## Task statement
Pull out every line of the material that contains the word "ceiling" and copy each one.

-------

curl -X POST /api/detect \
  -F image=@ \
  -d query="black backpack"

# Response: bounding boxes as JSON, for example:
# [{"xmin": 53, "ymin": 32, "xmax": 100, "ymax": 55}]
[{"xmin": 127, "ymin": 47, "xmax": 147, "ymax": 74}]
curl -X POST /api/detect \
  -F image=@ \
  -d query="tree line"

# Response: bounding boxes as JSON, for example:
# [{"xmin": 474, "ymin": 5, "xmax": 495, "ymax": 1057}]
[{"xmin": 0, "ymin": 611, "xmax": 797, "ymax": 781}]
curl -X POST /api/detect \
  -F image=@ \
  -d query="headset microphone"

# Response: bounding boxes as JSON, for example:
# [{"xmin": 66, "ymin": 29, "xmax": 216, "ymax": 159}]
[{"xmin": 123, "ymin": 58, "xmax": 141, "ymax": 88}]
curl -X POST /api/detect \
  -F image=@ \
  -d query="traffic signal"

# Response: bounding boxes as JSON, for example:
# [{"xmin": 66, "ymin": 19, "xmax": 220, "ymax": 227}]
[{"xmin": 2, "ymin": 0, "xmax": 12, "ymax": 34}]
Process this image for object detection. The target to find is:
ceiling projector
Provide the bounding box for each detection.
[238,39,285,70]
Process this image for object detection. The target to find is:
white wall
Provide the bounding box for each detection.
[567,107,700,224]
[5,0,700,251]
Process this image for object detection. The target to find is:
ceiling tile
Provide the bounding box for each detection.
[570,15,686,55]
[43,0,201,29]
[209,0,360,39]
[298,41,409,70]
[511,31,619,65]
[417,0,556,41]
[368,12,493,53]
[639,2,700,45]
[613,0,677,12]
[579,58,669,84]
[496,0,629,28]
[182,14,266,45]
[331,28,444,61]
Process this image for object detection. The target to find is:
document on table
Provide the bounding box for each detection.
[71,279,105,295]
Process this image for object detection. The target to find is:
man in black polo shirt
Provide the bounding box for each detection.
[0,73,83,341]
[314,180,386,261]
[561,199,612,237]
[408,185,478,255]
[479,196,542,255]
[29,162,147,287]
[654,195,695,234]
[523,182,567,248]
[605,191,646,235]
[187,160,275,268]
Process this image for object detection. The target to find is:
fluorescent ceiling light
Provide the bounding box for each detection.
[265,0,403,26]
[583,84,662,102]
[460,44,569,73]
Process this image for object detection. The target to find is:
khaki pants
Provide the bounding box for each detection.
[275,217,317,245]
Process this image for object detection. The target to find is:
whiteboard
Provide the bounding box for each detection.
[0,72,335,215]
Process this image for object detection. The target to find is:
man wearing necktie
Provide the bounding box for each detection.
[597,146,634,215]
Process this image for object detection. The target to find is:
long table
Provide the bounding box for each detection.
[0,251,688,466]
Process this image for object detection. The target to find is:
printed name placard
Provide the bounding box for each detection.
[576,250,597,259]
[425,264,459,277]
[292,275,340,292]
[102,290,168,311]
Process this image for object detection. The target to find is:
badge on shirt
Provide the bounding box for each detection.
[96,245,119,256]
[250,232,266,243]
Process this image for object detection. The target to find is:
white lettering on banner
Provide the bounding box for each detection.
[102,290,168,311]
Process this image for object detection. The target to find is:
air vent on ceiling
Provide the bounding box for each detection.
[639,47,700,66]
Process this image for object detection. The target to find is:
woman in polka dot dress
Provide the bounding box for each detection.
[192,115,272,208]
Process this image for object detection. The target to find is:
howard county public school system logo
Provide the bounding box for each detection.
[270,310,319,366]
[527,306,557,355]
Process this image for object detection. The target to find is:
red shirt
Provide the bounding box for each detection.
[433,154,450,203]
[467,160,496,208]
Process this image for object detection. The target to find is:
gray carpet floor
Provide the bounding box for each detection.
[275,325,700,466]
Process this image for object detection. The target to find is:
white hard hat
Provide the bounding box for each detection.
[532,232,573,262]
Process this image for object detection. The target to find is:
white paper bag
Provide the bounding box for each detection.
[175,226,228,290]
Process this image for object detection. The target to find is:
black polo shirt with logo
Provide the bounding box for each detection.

-------

## Task output
ceiling projector
ceiling tile
fluorescent ceiling light
air vent on ceiling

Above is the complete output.